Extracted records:

= = =

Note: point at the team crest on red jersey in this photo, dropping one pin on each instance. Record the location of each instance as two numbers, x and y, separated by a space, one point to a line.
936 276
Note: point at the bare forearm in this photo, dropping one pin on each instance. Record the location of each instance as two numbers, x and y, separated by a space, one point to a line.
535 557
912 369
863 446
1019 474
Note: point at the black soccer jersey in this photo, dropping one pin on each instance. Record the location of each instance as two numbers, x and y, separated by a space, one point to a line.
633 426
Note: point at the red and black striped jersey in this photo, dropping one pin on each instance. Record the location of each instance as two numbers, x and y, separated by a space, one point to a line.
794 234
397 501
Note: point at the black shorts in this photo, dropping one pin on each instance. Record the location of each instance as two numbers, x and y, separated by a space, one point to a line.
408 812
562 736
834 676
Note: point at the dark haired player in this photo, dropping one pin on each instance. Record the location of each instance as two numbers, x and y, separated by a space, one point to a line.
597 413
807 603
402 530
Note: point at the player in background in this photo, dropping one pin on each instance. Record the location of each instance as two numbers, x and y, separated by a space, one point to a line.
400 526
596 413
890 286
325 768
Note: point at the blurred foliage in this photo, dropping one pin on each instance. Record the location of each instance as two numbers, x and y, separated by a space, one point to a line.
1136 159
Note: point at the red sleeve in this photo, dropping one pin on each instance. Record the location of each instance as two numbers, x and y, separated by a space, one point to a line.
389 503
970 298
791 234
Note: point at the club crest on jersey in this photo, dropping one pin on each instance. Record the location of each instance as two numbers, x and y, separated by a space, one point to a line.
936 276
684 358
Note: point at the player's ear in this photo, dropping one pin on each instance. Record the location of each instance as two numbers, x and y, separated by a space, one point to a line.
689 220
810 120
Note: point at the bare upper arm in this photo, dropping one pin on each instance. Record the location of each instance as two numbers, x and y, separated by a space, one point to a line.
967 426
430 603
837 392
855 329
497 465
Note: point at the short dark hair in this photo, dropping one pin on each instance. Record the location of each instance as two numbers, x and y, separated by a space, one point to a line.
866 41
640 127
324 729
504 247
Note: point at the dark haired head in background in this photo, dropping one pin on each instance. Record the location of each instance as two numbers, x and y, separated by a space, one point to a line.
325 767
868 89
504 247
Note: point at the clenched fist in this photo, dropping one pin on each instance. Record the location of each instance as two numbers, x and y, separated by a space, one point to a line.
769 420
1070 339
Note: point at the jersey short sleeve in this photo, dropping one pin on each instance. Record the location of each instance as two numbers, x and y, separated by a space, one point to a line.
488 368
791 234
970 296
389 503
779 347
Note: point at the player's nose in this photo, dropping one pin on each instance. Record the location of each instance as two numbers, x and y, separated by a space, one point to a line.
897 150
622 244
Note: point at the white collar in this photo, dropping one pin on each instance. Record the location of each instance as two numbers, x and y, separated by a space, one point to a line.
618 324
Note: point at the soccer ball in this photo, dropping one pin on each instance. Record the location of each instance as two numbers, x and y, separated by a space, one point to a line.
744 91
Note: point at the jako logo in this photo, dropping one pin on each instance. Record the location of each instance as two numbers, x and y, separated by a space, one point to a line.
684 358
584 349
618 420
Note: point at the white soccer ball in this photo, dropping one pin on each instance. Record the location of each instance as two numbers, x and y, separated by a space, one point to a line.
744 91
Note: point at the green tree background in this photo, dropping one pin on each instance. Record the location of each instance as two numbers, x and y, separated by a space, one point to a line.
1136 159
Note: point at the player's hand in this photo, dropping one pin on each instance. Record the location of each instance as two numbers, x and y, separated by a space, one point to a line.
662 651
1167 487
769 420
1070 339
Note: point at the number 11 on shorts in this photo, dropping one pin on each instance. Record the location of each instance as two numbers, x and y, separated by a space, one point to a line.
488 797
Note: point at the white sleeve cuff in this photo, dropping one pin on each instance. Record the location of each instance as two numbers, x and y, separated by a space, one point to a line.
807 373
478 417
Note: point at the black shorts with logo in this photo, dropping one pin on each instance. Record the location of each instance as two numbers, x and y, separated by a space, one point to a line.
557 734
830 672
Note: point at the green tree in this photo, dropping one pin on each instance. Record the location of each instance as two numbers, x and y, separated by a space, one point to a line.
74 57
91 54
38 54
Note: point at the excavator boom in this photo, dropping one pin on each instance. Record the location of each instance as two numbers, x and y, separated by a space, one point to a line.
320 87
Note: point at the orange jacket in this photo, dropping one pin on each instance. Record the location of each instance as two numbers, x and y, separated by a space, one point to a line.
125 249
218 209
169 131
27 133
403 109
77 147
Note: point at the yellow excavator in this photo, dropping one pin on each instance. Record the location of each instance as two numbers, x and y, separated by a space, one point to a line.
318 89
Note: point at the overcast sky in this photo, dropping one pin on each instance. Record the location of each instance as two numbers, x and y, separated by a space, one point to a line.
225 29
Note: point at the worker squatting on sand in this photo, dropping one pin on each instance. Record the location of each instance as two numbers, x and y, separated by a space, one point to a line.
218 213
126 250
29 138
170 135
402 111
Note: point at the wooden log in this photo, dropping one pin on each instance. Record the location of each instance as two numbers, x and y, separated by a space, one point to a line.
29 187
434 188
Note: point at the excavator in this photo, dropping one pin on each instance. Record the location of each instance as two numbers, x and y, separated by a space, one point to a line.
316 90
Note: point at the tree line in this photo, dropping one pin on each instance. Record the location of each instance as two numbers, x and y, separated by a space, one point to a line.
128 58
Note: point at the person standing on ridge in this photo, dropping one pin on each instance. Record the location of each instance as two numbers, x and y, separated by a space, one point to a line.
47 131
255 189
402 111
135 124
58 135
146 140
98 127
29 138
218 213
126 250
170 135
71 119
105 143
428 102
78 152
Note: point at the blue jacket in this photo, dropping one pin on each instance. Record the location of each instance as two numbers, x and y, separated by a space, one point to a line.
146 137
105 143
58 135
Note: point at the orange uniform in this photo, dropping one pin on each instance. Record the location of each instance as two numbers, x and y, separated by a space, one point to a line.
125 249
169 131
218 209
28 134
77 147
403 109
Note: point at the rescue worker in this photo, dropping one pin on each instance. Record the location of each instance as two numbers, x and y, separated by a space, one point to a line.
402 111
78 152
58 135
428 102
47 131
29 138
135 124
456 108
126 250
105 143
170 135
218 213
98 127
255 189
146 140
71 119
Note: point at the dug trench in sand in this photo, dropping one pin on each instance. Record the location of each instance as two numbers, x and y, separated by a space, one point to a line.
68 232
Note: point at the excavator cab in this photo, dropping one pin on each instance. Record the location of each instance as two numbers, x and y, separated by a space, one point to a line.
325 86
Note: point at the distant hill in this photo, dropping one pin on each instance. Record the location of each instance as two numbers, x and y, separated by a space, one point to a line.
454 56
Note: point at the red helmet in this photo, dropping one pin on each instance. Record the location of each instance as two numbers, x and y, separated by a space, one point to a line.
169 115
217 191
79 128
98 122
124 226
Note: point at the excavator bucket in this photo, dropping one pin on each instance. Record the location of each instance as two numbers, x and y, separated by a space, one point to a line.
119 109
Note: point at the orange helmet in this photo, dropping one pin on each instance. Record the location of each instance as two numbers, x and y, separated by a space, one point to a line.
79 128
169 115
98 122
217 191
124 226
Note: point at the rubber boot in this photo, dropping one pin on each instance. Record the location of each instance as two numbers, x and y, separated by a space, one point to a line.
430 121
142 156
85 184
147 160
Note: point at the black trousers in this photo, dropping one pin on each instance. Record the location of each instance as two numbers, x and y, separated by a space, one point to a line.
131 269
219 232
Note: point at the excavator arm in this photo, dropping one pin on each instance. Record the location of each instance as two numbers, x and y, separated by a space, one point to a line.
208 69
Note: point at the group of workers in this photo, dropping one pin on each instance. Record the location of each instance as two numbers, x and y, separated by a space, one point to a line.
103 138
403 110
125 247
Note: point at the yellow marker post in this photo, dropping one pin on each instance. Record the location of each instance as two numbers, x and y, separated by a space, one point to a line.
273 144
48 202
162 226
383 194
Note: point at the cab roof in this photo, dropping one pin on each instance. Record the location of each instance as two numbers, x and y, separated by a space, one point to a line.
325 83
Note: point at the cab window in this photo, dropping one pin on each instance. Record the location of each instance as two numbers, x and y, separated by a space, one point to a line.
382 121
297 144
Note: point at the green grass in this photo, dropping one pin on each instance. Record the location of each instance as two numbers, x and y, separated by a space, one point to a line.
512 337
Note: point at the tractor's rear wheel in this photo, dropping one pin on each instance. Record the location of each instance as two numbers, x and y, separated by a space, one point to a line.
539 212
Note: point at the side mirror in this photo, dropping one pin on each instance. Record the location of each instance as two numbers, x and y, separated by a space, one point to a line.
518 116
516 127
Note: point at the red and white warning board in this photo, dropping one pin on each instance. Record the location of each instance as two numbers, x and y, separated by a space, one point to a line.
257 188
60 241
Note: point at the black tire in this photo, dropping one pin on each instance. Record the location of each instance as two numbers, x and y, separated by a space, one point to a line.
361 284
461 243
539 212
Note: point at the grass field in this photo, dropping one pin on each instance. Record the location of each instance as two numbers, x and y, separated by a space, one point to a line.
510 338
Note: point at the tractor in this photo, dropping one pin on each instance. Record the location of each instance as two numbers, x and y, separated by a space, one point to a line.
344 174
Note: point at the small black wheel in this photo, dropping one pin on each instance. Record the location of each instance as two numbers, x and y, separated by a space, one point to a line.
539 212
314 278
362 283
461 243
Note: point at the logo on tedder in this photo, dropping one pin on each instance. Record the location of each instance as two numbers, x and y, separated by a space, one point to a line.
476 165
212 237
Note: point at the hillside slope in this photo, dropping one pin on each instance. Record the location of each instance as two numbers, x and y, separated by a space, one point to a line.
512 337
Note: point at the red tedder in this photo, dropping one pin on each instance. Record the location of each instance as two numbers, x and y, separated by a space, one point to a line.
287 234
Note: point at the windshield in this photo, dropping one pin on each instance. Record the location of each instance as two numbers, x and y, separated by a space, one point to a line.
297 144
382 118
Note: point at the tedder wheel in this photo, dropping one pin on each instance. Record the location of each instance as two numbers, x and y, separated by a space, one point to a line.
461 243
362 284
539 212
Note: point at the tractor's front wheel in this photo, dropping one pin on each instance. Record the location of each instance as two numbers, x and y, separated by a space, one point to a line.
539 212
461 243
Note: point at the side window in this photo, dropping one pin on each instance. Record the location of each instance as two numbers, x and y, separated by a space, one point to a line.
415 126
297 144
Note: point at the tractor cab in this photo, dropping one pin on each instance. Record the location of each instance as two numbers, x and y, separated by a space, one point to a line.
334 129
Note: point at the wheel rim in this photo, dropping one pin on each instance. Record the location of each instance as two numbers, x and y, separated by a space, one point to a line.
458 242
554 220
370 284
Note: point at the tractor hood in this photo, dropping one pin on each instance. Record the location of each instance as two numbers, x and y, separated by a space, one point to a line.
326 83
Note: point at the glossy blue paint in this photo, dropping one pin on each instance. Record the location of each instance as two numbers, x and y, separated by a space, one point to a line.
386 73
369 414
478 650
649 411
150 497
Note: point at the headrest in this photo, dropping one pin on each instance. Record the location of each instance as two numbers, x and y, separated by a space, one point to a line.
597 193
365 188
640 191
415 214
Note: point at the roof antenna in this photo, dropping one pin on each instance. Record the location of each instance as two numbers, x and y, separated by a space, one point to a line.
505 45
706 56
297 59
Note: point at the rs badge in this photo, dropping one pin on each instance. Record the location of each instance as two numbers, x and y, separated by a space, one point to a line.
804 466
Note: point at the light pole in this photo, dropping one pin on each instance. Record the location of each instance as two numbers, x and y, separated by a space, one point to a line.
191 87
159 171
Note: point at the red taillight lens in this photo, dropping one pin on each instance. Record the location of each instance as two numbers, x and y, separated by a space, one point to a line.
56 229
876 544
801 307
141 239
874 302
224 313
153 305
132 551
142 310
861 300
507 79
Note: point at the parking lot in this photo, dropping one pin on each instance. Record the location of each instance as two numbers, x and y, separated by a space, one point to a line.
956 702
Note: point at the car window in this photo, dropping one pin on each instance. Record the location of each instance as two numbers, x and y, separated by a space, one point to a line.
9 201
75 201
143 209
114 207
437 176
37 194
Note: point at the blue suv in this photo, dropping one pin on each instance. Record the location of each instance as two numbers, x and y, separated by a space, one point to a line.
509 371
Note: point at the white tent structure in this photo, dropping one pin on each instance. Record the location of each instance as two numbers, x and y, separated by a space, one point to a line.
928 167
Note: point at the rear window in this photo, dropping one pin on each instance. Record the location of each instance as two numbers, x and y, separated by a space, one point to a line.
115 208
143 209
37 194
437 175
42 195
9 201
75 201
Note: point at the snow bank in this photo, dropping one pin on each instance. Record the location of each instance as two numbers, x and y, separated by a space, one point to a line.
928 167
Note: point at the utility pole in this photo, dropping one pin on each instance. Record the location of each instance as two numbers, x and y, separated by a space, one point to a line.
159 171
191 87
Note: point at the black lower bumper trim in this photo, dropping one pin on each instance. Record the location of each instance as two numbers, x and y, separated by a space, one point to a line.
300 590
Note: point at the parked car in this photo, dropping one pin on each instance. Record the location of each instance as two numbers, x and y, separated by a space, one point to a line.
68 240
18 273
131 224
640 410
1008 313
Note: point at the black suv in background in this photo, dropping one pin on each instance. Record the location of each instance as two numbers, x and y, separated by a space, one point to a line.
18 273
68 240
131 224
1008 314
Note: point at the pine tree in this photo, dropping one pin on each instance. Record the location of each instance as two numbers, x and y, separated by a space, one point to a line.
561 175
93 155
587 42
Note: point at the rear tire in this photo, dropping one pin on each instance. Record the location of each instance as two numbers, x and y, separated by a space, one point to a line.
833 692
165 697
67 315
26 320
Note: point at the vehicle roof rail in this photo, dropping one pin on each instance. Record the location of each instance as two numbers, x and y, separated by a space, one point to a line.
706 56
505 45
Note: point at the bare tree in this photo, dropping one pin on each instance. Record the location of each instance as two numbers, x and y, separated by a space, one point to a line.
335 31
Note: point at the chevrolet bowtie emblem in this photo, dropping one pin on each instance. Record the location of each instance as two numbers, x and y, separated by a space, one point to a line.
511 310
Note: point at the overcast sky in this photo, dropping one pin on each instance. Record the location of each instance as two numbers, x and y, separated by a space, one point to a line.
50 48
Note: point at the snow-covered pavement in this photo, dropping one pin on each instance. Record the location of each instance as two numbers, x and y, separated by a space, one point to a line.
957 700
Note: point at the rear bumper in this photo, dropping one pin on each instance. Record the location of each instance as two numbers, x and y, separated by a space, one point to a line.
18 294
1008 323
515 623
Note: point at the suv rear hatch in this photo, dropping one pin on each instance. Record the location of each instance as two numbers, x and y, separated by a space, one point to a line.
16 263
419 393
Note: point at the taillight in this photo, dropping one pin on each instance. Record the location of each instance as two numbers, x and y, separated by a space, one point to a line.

= = =

• [Instructions for the task]: Print from the line containing "Note: point at the bare tree" to the last line above, exactly as written.

• [Task solution]:
Note: point at the bare tree in this photo, dropping one pin on each instance. Record the location of each instance as two numbers, x and y, separated by a space, one point to a line.
335 31
Note: point at the chevrolet bowtie emblem in this photo, dropping one pin on each instance. Record the location of each instance as two numbers, x and y, separated by a space, one point to a line.
511 310
Note: point at the overcast sky in this photo, dropping one pin on each instance. Record the location of each instance as two numbers, x and y, separated by a space, one point to a line.
50 48
Note: point at the snow-covered pavement in this photo, dropping one pin on each instance. Record the location of each instance as two numbers, x and y, separated by a space, one point to a line.
957 700
Note: point at the rear bumper in this photo, dropping one pin on each instance. Record the location of each instance as two numbers, x and y, separated by a space, one point to a line.
18 294
1008 323
515 623
Note: point at the suv rear hatch in this photo, dropping one pin on each instance. Record the location of each instance as two numbers, x and y, separated by a space, one point to a line.
16 263
419 393
Note: point at the taillight in this photo, dropping one pin on each instance. Record the location of each instance as two numbers, x and y, separated by a space, one point to a line.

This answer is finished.